Lines before the one containing "the shrub, then" are excluded; retype that line and all remaining lines of the material exactly.

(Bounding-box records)
Start

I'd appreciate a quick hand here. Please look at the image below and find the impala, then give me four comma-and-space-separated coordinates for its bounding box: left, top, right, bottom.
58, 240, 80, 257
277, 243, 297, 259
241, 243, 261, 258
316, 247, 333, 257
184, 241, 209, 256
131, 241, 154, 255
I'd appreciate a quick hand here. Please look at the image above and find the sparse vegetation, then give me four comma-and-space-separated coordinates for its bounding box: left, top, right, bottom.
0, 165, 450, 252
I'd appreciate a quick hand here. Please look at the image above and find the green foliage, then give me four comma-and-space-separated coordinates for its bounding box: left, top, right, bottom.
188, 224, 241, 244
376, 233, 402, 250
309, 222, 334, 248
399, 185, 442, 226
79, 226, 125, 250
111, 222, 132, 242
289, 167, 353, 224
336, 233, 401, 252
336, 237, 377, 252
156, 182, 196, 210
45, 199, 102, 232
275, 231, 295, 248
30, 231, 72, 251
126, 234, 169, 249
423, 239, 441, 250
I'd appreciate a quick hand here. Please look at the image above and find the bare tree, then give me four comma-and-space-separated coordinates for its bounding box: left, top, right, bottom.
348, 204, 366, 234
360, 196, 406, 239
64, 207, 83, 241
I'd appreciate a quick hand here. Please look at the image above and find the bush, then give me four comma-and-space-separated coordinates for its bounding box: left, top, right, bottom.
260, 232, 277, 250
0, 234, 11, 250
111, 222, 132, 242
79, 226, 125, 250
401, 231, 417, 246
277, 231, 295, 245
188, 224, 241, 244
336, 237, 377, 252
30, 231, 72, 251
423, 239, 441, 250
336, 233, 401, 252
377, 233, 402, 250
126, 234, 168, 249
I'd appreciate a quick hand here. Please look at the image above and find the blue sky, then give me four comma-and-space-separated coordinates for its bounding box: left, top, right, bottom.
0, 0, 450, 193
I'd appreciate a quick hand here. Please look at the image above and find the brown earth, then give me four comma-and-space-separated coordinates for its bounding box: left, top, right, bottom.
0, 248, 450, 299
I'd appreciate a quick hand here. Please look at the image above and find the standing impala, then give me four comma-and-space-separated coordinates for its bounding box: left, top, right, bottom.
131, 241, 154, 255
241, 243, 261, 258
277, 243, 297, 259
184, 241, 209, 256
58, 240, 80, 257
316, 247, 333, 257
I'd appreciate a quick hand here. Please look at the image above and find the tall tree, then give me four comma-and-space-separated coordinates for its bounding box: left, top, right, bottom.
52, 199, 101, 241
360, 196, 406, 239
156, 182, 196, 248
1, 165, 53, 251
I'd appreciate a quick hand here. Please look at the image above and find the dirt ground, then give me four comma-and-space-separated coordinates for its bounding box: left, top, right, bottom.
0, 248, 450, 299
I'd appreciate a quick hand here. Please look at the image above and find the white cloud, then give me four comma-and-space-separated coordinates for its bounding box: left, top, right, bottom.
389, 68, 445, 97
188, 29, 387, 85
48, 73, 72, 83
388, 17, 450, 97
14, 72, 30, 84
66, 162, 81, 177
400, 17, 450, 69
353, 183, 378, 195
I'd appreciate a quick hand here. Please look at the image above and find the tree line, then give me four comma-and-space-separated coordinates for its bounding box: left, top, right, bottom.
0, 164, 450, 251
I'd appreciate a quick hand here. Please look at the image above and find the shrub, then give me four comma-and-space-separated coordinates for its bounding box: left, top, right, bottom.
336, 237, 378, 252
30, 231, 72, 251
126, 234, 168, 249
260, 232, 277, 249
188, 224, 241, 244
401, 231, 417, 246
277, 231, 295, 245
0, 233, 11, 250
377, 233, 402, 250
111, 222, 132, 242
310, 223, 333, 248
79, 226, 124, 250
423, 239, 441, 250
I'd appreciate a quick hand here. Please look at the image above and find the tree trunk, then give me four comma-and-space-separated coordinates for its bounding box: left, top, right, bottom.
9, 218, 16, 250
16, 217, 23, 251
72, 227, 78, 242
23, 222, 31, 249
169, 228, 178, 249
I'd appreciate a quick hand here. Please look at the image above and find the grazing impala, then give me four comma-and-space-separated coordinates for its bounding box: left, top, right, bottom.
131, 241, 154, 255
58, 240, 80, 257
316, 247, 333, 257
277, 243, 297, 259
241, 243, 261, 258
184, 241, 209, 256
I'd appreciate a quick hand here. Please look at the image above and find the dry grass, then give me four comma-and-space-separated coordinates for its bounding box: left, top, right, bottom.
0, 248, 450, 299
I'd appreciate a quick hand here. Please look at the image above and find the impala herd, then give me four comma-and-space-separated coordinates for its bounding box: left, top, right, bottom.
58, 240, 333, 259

End

= ANSWER FOR THE TASK =
I'd appreciate a quick hand here. Please look at the image above and find the shrub, then give me four comma-and-space-separated coordinates for its bounding box: left, top, right, bottom.
336, 237, 378, 252
30, 231, 72, 251
126, 234, 168, 249
260, 232, 277, 249
188, 224, 241, 244
401, 231, 417, 246
277, 231, 295, 245
0, 233, 11, 250
377, 233, 402, 250
111, 222, 132, 242
310, 223, 333, 248
79, 226, 124, 250
423, 239, 441, 250
I'd appreciate a quick hand here. Please look at the image above and find the tree trunk, then give me four comma-and-space-separated coordinates for its bounding box: left, top, right, bottom.
9, 218, 16, 250
16, 217, 23, 251
72, 227, 78, 242
23, 222, 31, 249
169, 228, 178, 249
I'd appreciate a quick hand here. Please look at the image above and find the grazing impala, then give me four comma-and-space-separated coordinates for its bounding box: left, top, right, bottom.
131, 241, 154, 255
58, 240, 80, 257
316, 247, 333, 257
277, 243, 297, 259
241, 243, 261, 258
184, 241, 209, 256
I'd appreciate a quick hand here. Please look at the image above and find the dry grass, then give me four comma-and-space-separated coordinates for its bounding box: left, top, right, bottom.
0, 248, 450, 299
I'd appreciate a quick hand here. Please look at the image above and find the impala herd, then give me four comma-and-space-separated coordinates for its bounding box: left, top, right, bottom.
58, 240, 333, 259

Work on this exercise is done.